**Written exercise 1:** Transcribe the passage of the Geometric Algebra thread that opens with the words "I'm starting to" and closes with "about in years.", copying it word for word.
**Written exercise 2:** List every line in the entries that contains the string "hazy".

**Supplied text:**
I'm starting to read this article carefully right now.

------
jacobolus
I ran across Geometric Algebra a couple months ago, and am convinced it’s one
of the most important things I’ve learned about in years.

Some quick summary / commentary to motivate reading the link:

\- By the 19th century, the complex numbers had become a generally acceptable
concept, for example with lots of attempts to prove the fundamental theorem of
algebra. The idea that the complex numbers could be thought of as 1–1 mapped
to a two-dimensional plane was widely known. Complex numbers used as an
algebraic proxy for points in the plane were useful for solving geometry
problems that Cartesian analytic geometry couldn’t manage.

\- Many thinkers were trying to extend these ideas to three-dimensional space.
Hermann Grassmann, who invented GA in the 1840s, was one of many, but in many
ways he got things “right”. Another thinker who worked extensively on this
problem was Hamilton, who devoted decades to the quaternions (a sort of
generalization of the complex numbers with three imaginary units i, j, k
instead of one) which can be quite useful for characterizing rotations and are
still used in niche physics applications even though they’ve been otherwise
marginalized by matrix approaches.

**Provided data:**
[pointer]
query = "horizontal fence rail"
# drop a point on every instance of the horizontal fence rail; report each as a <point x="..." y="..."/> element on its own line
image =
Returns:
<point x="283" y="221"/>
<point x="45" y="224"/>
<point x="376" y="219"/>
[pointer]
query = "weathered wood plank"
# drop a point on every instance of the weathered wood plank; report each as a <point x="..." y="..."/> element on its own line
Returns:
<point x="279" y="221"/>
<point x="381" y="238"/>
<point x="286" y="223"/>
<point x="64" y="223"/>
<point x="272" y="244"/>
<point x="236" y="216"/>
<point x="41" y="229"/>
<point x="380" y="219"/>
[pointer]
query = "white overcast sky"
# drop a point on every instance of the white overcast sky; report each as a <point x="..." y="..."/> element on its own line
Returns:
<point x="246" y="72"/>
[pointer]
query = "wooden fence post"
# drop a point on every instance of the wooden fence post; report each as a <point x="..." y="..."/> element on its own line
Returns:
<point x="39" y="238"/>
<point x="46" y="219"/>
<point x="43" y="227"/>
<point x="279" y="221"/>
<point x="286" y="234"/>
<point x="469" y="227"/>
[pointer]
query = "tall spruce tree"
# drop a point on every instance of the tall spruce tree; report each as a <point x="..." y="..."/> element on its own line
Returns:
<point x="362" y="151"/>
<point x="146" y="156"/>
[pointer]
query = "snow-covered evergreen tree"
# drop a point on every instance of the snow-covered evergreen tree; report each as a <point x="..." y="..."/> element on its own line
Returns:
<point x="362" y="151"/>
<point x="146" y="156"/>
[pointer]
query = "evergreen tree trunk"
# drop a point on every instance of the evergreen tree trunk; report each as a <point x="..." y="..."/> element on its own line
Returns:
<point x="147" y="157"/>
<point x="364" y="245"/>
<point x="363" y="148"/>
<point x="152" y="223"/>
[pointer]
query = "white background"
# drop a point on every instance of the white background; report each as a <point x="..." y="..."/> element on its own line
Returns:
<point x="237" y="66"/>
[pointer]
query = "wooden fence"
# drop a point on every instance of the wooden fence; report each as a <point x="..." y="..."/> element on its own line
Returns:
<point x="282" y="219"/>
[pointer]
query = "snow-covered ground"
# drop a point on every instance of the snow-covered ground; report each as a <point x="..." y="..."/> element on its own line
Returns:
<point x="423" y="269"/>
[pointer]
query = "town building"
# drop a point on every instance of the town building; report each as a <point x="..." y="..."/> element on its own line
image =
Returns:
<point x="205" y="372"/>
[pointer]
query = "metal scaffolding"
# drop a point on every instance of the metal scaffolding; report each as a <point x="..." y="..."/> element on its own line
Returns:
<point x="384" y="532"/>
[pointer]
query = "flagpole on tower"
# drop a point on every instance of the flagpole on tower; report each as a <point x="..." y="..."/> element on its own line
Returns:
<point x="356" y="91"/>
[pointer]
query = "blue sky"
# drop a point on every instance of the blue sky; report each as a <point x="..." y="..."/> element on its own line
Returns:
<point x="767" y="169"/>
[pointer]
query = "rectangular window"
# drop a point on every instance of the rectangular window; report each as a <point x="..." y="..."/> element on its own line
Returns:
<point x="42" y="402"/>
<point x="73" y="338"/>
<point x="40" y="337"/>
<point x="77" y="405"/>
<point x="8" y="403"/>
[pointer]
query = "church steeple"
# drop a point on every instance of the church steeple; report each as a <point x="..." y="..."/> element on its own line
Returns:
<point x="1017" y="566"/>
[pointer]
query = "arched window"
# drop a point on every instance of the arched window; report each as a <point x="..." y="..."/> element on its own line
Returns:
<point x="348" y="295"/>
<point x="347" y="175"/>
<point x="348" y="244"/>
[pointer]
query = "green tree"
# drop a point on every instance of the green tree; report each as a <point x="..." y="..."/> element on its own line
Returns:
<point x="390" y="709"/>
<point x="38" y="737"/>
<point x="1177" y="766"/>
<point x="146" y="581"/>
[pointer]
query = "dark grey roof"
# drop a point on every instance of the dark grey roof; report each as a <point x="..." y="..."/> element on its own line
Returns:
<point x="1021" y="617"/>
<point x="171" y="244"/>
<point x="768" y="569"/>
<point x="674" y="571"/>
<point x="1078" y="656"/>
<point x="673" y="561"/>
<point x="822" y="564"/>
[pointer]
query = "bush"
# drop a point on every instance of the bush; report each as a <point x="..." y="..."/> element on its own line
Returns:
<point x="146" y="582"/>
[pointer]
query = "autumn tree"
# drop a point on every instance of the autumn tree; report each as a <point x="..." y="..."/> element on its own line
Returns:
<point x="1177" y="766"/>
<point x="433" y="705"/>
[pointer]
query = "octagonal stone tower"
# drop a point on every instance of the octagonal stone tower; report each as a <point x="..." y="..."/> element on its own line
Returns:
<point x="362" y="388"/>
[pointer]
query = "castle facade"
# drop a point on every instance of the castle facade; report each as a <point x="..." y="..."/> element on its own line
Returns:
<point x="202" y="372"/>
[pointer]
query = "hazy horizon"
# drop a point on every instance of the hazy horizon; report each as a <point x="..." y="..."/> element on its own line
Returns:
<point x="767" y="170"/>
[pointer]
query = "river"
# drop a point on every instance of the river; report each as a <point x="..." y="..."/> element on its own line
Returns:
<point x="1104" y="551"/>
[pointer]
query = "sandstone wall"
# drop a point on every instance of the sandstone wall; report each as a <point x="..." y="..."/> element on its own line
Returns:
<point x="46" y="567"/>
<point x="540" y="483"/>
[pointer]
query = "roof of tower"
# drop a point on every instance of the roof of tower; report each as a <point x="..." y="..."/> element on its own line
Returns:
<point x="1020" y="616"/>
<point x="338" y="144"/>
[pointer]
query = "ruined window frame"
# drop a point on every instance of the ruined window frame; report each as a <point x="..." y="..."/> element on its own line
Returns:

**Exercise answer 1:**
I'm starting to read this article carefully right now.

------
jacobolus
I ran across Geometric Algebra a couple months ago, and am convinced it’s one
of the most important things I’ve learned about in years.

**Exercise answer 2:**
query = "hazy horizon"
# drop a point on every instance of the hazy horizon; report each as a <point x="..." y="..."/> element on its own line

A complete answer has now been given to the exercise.